• _Task statement_: When you respond, restate each record exactly as it is given.

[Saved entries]
* * * * * * *
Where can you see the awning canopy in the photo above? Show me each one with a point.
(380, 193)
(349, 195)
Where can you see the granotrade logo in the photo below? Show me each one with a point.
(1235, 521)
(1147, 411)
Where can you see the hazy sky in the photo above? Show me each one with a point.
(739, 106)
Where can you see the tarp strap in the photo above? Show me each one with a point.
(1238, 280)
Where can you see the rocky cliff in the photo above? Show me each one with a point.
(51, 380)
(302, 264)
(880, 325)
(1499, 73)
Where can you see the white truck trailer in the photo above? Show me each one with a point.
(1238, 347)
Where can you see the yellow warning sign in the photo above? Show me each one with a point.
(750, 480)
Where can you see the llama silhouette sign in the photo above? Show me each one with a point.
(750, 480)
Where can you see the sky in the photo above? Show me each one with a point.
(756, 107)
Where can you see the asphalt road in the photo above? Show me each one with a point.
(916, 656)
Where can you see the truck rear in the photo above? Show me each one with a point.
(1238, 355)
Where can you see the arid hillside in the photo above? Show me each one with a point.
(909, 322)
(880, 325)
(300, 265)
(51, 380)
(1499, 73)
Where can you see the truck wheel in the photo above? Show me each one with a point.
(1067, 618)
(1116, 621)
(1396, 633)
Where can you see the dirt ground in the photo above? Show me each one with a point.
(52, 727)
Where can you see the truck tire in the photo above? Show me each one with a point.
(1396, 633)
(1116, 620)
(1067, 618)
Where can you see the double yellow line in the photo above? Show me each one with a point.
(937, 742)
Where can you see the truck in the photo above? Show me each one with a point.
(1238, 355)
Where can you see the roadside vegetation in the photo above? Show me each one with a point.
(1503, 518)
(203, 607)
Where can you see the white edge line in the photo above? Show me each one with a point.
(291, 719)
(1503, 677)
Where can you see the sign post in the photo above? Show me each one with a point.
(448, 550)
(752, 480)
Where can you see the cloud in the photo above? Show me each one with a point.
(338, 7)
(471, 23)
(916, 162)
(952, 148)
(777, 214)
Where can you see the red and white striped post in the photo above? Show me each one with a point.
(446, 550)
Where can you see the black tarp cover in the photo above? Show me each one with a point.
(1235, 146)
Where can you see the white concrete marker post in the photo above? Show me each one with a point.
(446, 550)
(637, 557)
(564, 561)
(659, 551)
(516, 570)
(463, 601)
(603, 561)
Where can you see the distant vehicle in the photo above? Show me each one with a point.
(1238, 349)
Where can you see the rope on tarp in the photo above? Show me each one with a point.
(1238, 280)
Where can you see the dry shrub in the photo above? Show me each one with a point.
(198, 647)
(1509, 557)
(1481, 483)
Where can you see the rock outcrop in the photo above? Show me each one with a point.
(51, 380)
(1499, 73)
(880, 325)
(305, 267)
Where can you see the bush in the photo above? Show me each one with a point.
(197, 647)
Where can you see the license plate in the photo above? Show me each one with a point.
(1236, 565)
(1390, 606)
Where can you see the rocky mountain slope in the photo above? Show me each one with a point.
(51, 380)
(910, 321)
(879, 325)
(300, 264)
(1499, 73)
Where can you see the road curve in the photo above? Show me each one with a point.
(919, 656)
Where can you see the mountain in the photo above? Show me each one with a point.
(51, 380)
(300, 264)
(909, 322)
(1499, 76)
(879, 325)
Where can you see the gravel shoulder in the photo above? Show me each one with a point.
* * * * * * *
• _Answer box_:
Where can you see the awning canopy in the photo above? Show me each one with a point.
(380, 193)
(349, 195)
Where can you see the granotrade logo in the photo below? Show me each one with a point.
(1235, 521)
(1147, 411)
Where can you see the hazy sky in the photo above? Show me each one with a point.
(739, 106)
Where can you see the tarp strap in the photo above? Show me each one with a point.
(1238, 280)
Where can you see the rocky cliff in the photo above? Show me each one with a point.
(51, 380)
(302, 264)
(880, 325)
(1499, 73)
Where can you see the white truck trailer in the photo above? Show me each one with a point.
(1238, 347)
Where can you see the yellow warning sign in the photo above? Show me each one with a point.
(750, 480)
Where can you see the llama silhouette sign in the photo above? Show me each one with a point.
(750, 480)
Where can you see the sky in the photo above? Show me each one with a point.
(756, 107)
Where can you see the asphalt road in the photo above? Show me each one with a point.
(916, 656)
Where can you see the truck rear in the photo above? Show me each one with a point.
(1238, 355)
Where can you see the arid hillside in the photo above? Show me each one with a point.
(909, 322)
(880, 325)
(300, 265)
(51, 380)
(1499, 73)
Where can you see the truck wheel in the photo above? Show me each one with a point.
(1067, 618)
(1116, 621)
(1396, 633)
Where can you see the dirt ground in the photo above? Show me each one with a point.
(52, 727)
Where can you see the truck tire in the photo above? Show me each one with a point.
(1396, 633)
(1116, 620)
(1067, 618)
Where can you see the double yellow line in the photo above? Show me each one with a point.
(937, 742)
Where can you see the truck in the photo above? Show me each one with a point.
(1238, 355)
Where can you see the roadside vegetation in the photo above? Show me each one with a point.
(1503, 518)
(203, 607)
Where can you see the white edge line in the photo above? Show me each one with a point.
(291, 719)
(1503, 677)
Where can you see the sign post in the photo above? Show me each one with a point.
(448, 550)
(752, 480)
Where can you see the cloud in the photo above? Show me each one with a point.
(338, 7)
(471, 23)
(916, 162)
(952, 148)
(777, 214)
Where can you see the red and white striped post in the photo above? Show me each one with a point.
(446, 550)
Where can you see the black tarp cover in the photo above? Show me each one with a point.
(1235, 146)
Where can you see the white concrete marker post in the photo above? Show me each one with a point.
(446, 550)
(637, 557)
(564, 561)
(659, 551)
(516, 570)
(463, 601)
(603, 561)
Where can you see the distant vehicle in the photo above? Show me each one with a point.
(1238, 349)
Where can you see the rope on tarp in the photo above? Show me each one with a point.
(1238, 280)
Where can you see the dry shrub in the photo above? Show me each one with a point.
(198, 647)
(1509, 557)
(1481, 483)
Where can you see the rock outcrop in the photo above? Show me each one with a point.
(51, 380)
(1499, 73)
(880, 325)
(305, 267)
Where can you see the bush in the photo above? Show me each one with a point.
(197, 647)
Where can you see the license plate in the photo above? Show me each one with a point.
(1236, 565)
(1390, 606)
Where can you see the rocky mountain slope in the photo above? Show me each one with a point.
(51, 380)
(910, 321)
(879, 325)
(300, 264)
(1499, 73)
Where can you see the road curve in the photo above? Show me each one with a point.
(919, 656)
Where can you see the mountain in the photo above? Show me each one with a point.
(51, 380)
(300, 264)
(909, 322)
(1499, 76)
(879, 325)
Where can you see the gravel shoulder in the photo above? Show me each one with a point.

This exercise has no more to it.